### Aufgaben
(a) Erklären Sie in ein bis drei Sätzen, warum im Textauszug an alle Fraktionen appelliert wird, das Gesagte ernst zu nehmen.
(b) Sammeln Sie jede Zeile der Daten, die die Zeichenfolge „timbered“ enthält. Groß- und Kleinschreibung ist dabei zu beachten.

### Textauszug
Ich möchte zum Abschluss noch einmal davor warnen, und ich bedauere es sehr, dass gerade zu diesem Thema, das für die weitere Zukunft sowohl für die Wirtschaft als auch für die Bürger sehr wichtig ist, die Desinformanten unterwegs sind. Es ist natürlich sehr leicht, meine Damen und Herren, wenn ich mit plakativen Schlagworten, die noch dazu falsch sind, Panik mache. Solche falschen Schlagworte haben es an sich, dass sie meist auf fruchtbareren Boden fallen als die sachliche und wertfreie Darstellung einer sehr komplexen Materie. (GR Mag Rüdiger Maresch: Das ist falsch! Das haben wir auch nicht gemacht!) Es ist immer schwieriger, eine komplexe Materie so darzustellen, dass jeder Bürger sofort in alle Hintergründe geführt wird, als wenn ich einfach mit einem Schlagwort sage: Wir werden kein qualitativ hochwertiges Wasser mehr zu trinken haben. - Ein solche Satz ist sehr viel leichter anzubringen als die wahre Information.

 

Ich appelliere an alle Fraktionen dieses Hauses, das ernst zu nehmen. Denn nur so hat der politische Diskussionsprozess auch einen Sinn, dass wir eine gemeinsame Vorgangsweise finden und dass nicht einzelne Fraktionen oder eine Fraktion ausschert, um genau das Gegenteil zu bewirken. - Danke. (Beifall bei der ÖVP.)

 

Vorsitzender GR Günther Reiter: Zum Wort gemeldet ist Herr Mag Thomas Reindl. Ich erteile es ihm.

### Daten der Übung

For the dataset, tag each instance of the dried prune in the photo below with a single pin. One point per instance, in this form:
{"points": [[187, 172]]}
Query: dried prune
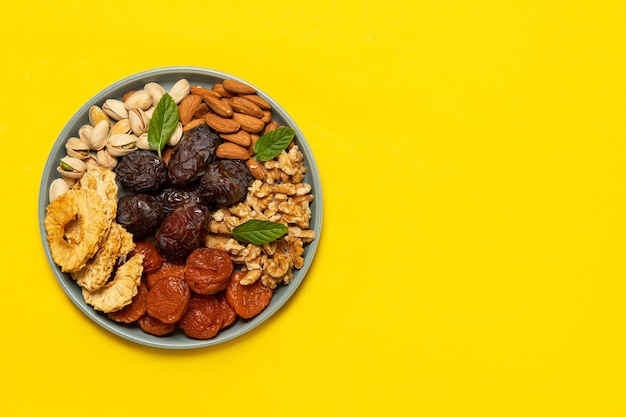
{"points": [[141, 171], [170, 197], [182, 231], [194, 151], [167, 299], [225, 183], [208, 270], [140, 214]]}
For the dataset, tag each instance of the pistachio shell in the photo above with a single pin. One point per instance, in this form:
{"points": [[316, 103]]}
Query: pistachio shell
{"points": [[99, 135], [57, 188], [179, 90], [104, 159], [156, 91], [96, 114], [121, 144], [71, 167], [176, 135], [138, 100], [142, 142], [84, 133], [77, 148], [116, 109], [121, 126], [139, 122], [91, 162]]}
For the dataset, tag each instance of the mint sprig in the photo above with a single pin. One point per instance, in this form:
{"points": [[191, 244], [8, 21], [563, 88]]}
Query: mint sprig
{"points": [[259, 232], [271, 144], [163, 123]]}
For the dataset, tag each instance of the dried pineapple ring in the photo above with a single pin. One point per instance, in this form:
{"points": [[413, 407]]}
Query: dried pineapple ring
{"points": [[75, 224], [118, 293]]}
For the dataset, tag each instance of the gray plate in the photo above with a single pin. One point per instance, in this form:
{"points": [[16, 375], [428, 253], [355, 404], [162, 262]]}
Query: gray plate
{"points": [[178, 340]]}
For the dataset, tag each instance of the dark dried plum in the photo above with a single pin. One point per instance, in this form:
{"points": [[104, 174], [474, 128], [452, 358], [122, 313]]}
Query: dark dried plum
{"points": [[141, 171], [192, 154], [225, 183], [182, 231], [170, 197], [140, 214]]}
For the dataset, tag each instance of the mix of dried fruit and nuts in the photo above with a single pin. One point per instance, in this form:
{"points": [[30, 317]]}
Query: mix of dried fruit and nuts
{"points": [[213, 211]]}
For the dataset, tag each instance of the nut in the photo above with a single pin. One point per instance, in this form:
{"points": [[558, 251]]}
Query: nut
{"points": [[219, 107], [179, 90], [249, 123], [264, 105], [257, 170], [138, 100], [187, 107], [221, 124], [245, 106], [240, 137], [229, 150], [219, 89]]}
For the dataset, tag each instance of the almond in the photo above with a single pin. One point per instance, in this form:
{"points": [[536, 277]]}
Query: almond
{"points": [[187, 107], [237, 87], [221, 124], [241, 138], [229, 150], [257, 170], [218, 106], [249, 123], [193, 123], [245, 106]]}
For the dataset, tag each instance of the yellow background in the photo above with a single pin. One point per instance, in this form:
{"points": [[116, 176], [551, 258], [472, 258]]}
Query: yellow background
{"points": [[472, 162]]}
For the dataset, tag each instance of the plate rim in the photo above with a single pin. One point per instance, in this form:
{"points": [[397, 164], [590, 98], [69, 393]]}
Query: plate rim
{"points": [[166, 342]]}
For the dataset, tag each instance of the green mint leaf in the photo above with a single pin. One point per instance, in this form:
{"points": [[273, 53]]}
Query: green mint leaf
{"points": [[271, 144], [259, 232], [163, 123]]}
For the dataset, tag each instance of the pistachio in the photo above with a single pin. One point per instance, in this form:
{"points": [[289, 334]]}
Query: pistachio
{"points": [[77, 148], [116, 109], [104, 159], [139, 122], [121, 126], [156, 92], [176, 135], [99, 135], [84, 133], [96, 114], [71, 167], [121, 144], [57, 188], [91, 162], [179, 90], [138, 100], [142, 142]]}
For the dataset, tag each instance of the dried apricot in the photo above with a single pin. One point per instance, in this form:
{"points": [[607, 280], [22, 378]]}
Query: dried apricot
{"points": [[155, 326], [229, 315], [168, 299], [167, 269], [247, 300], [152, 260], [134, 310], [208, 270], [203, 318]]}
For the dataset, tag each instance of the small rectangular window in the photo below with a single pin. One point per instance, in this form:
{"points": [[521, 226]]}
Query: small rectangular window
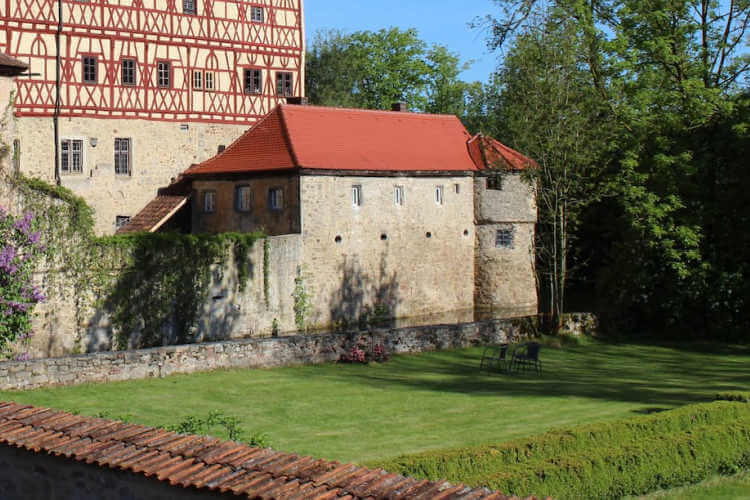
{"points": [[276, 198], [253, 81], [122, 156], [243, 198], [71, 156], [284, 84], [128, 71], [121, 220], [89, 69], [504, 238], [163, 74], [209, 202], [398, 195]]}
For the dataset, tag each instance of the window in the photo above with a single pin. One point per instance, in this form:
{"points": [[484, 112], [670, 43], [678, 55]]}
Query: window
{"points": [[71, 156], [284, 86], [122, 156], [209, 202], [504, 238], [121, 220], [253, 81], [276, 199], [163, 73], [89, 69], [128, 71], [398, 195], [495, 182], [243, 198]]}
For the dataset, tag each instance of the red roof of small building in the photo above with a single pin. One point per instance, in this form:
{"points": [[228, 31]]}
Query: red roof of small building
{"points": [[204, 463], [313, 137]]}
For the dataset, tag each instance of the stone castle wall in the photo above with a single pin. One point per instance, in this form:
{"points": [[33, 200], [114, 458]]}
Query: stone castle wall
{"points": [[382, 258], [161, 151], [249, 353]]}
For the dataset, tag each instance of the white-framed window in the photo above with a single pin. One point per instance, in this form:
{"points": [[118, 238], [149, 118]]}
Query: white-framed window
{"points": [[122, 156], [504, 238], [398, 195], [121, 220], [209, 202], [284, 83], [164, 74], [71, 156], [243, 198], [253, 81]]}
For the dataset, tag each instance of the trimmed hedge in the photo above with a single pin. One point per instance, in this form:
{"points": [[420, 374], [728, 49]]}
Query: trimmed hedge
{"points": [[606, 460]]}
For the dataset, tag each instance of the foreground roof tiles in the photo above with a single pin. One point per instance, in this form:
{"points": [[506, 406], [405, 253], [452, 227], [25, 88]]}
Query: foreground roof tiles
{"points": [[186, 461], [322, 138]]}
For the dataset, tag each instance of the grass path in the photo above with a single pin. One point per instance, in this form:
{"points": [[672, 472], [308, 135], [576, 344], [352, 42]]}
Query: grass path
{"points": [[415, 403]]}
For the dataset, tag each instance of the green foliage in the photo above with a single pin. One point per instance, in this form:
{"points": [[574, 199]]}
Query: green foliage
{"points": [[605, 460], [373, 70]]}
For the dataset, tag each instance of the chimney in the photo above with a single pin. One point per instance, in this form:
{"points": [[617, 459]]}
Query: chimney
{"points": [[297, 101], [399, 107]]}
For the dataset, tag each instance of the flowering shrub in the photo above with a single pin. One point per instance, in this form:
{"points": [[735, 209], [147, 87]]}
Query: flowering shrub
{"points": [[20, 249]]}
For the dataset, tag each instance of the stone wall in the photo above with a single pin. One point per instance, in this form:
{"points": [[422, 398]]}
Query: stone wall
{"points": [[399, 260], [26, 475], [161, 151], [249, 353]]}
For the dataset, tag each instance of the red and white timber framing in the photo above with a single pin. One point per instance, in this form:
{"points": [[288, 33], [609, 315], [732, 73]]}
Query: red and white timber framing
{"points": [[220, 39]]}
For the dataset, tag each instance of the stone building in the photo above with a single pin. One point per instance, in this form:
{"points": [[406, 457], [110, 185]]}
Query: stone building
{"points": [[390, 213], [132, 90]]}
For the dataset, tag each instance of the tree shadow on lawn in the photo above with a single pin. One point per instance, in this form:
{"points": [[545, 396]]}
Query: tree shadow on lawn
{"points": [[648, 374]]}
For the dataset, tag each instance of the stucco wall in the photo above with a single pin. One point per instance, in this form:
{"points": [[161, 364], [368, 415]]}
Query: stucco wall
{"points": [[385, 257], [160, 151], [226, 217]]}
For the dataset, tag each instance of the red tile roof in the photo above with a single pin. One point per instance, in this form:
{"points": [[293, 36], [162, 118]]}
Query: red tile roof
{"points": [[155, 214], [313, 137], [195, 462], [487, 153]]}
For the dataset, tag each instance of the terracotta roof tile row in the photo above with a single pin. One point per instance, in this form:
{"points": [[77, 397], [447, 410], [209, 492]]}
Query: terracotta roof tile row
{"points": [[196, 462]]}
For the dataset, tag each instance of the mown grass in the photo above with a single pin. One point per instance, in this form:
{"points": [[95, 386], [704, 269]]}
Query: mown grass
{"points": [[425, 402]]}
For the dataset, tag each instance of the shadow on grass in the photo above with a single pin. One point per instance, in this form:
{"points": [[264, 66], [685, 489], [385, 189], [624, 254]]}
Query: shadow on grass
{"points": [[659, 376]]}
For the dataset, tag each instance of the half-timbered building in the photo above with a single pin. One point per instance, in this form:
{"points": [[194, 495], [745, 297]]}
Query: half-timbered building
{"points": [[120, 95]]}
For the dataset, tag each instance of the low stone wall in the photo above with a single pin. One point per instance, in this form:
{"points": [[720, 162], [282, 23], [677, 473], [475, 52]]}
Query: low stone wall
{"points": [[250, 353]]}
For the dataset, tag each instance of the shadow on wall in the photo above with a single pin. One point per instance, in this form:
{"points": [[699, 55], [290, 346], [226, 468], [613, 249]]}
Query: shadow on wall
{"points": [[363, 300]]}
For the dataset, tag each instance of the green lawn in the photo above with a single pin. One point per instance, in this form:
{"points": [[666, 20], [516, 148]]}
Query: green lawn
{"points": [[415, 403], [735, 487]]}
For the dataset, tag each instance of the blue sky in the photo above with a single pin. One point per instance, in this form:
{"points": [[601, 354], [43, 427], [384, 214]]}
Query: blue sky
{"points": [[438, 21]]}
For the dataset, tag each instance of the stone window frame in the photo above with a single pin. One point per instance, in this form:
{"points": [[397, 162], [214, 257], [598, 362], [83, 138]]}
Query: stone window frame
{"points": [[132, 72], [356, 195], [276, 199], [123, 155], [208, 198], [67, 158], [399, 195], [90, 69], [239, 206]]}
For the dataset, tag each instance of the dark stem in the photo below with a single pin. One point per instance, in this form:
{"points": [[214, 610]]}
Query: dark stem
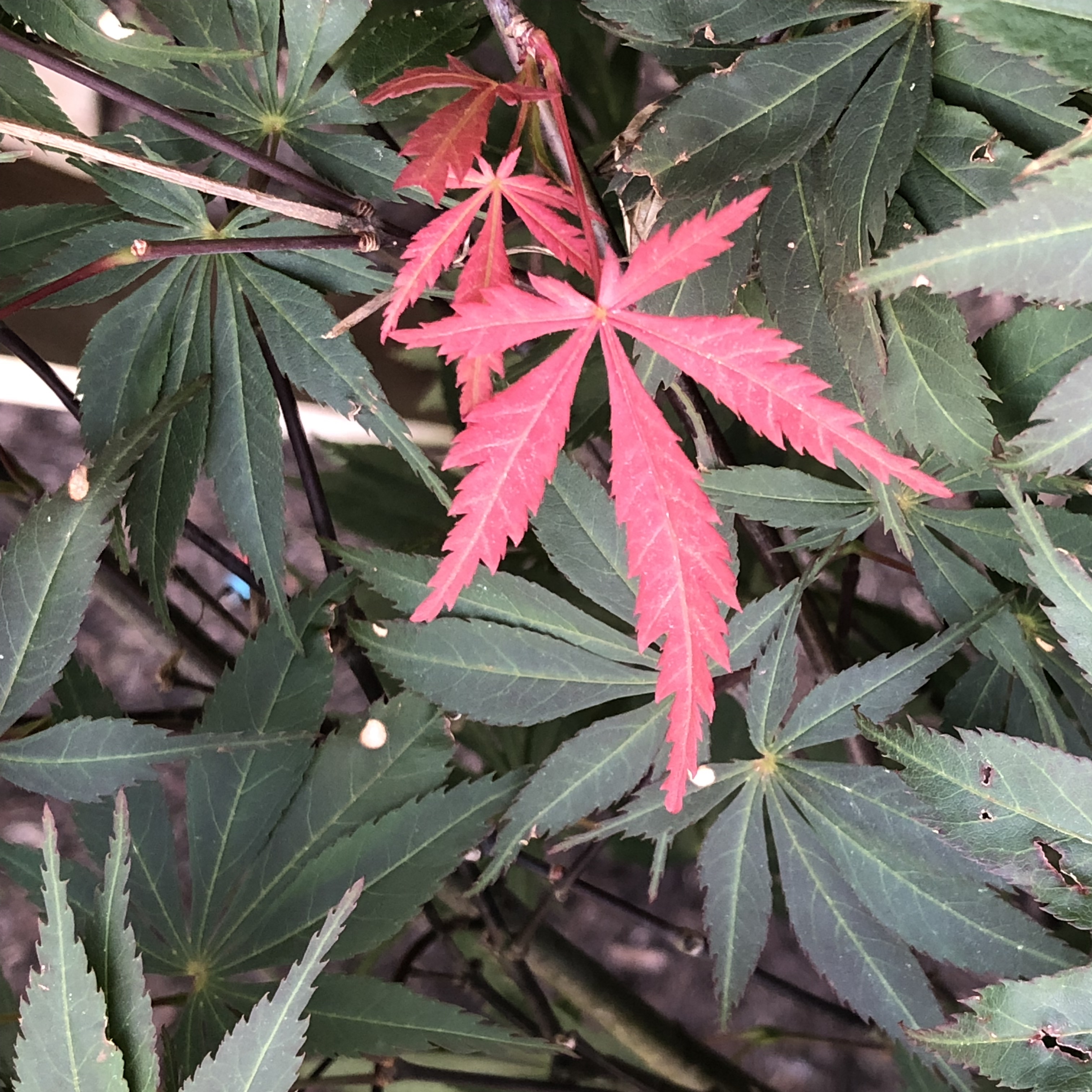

### Lösungen
(a) Nur so hat der politische Diskussionsprozess einen Sinn. Es soll eine gemeinsame Vorgangsweise gefunden werden, und weder einzelne Fraktionen noch eine Fraktion sollen ausscheren, um genau das Gegenteil zu bewirken.

(b)
For the dataset, tag each instance of the half-timbered building in the photo above with a single pin. One point per instance, in this form:
Query: half-timbered building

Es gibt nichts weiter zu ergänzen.